(Labeled-object pointing entries)
<<<<

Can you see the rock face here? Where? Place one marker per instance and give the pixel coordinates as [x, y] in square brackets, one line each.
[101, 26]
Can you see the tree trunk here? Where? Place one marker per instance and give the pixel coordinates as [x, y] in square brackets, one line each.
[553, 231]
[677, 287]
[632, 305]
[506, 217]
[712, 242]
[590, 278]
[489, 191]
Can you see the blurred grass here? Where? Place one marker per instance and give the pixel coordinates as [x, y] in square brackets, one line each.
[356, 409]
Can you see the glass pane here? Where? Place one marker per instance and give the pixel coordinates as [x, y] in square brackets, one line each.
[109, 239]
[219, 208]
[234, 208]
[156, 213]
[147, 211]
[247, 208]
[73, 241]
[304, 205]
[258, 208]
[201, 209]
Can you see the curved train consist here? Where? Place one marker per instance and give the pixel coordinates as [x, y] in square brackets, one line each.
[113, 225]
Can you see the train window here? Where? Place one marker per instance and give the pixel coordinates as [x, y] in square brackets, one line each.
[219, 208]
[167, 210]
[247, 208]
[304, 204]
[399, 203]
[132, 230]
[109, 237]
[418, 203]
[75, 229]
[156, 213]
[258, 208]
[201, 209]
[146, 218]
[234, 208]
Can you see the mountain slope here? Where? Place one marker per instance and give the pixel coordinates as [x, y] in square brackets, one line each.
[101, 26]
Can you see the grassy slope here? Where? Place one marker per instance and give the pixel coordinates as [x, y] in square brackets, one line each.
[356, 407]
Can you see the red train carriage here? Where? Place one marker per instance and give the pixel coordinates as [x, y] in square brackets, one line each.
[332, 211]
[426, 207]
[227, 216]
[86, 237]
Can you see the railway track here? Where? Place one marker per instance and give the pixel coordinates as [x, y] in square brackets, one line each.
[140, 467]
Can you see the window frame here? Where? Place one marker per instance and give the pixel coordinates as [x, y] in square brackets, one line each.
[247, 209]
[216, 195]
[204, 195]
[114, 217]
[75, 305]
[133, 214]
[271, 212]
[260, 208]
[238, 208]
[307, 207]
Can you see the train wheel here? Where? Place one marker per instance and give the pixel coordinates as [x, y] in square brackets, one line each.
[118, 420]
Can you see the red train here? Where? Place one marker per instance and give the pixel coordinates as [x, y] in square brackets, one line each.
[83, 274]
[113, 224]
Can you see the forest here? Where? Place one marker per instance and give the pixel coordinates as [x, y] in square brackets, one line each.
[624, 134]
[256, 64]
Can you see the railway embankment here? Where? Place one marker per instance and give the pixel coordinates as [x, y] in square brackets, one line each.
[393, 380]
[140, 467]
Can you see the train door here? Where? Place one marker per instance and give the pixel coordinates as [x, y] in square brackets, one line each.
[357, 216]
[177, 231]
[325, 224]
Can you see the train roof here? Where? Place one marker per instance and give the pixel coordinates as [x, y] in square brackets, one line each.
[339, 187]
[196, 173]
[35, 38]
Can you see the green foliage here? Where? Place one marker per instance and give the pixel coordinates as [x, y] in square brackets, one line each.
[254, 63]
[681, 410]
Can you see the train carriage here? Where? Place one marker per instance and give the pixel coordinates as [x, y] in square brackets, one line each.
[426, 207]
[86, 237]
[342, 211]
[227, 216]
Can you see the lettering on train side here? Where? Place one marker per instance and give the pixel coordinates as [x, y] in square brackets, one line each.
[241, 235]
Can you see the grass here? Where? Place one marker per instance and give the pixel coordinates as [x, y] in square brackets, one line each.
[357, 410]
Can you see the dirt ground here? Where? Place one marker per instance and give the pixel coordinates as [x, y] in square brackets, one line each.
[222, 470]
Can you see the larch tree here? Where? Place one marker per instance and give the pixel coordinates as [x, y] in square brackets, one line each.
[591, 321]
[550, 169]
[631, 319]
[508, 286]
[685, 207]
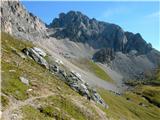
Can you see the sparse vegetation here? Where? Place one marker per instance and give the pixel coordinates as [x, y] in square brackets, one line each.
[30, 113]
[151, 93]
[94, 68]
[41, 81]
[4, 102]
[121, 108]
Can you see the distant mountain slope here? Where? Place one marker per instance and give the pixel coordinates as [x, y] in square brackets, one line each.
[125, 52]
[78, 27]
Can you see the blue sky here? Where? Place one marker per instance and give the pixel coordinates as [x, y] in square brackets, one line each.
[137, 17]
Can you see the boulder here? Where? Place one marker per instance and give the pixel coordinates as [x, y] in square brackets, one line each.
[36, 56]
[40, 51]
[24, 80]
[54, 68]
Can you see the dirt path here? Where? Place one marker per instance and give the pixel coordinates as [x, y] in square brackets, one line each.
[14, 105]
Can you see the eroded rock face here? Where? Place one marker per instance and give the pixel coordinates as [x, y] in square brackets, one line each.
[16, 20]
[78, 27]
[104, 55]
[36, 56]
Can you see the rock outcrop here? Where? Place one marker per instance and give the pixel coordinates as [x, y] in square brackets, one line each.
[36, 56]
[16, 20]
[78, 27]
[125, 52]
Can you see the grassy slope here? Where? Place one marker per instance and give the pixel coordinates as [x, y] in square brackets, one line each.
[120, 108]
[62, 105]
[94, 68]
[41, 81]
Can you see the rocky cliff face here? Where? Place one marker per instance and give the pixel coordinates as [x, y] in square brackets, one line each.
[16, 20]
[126, 53]
[80, 28]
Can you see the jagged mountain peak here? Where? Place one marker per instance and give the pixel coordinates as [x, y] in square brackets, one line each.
[16, 20]
[80, 28]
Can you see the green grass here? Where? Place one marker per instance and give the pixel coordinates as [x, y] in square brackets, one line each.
[4, 102]
[152, 93]
[120, 108]
[61, 107]
[41, 81]
[94, 68]
[30, 113]
[36, 74]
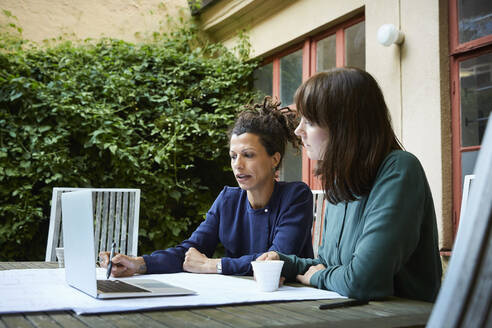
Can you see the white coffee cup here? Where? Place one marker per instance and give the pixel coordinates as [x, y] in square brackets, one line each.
[60, 256]
[267, 274]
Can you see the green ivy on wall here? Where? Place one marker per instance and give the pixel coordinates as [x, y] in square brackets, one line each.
[116, 114]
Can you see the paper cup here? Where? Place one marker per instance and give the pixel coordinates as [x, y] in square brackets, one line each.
[60, 256]
[267, 274]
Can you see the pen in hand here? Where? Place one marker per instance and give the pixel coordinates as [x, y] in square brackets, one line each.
[110, 263]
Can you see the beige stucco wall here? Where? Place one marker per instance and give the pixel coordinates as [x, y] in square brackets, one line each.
[129, 20]
[411, 75]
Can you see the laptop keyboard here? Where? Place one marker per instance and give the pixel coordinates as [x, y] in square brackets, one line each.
[117, 286]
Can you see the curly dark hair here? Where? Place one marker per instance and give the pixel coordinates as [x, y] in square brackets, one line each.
[274, 125]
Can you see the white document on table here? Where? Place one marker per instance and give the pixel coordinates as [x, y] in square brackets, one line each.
[33, 290]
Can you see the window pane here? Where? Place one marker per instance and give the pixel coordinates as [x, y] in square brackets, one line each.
[476, 98]
[355, 46]
[468, 160]
[474, 19]
[290, 76]
[326, 55]
[263, 77]
[291, 169]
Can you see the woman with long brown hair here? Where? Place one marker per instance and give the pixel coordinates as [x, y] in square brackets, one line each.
[380, 235]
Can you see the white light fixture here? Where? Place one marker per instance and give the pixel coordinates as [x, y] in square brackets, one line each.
[389, 34]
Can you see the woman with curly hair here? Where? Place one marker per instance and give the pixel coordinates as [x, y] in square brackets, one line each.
[259, 215]
[380, 235]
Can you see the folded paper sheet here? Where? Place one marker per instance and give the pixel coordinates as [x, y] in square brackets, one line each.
[35, 290]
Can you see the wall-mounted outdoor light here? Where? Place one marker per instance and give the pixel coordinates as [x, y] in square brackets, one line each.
[389, 34]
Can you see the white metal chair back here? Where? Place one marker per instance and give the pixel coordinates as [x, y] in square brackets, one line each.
[466, 193]
[116, 214]
[465, 297]
[318, 215]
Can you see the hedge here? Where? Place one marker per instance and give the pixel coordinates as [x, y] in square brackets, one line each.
[115, 114]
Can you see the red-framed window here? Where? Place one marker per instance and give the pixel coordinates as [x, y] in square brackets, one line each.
[470, 40]
[282, 73]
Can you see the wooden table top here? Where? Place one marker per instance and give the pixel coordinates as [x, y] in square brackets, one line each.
[393, 312]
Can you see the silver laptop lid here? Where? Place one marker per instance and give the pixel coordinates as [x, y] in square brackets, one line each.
[78, 240]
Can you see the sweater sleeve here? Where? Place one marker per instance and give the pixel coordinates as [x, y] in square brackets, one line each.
[294, 265]
[291, 231]
[204, 239]
[391, 230]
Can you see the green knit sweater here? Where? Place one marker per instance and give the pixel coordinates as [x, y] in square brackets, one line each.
[384, 243]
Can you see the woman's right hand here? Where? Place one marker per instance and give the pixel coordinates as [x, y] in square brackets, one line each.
[123, 265]
[268, 256]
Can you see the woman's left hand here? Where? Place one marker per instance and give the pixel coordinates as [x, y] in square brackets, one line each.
[197, 262]
[306, 277]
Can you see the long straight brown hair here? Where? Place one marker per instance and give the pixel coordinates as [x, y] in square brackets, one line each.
[349, 104]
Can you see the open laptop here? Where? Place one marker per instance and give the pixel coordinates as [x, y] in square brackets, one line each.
[80, 262]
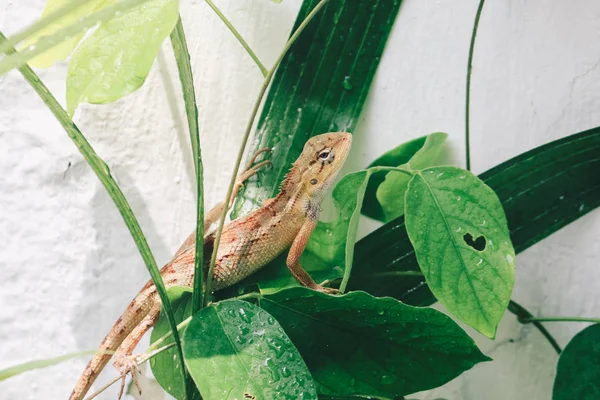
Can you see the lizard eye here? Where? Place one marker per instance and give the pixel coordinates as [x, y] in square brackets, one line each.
[326, 155]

>>>>

**TASK DETAILS**
Everything from the line containing "Can you see the woman's left" through the last line of the entries must be repeated verbatim, except pictures.

**CORRECT RESPONSE**
Can you see the woman's left hand here? Where? Place one marker per instance and give the pixel coordinates as [x, y] in square brackets, one line each.
[197, 262]
[306, 277]
Can you see the long straight brown hair here? Where? Place one marker per instance and give the pixel coordinates as [x, y] in square brackets, one line each.
[349, 104]
Can you see the open laptop here? Where? Place one marker per instance and give the pixel coordinates as [x, y] in square brackets, one line each.
[80, 262]
Can you see the lizard eye here? Where? Place one marker per instance and give the pixel coordinates as [x, y] in square brackets, one line each.
[326, 155]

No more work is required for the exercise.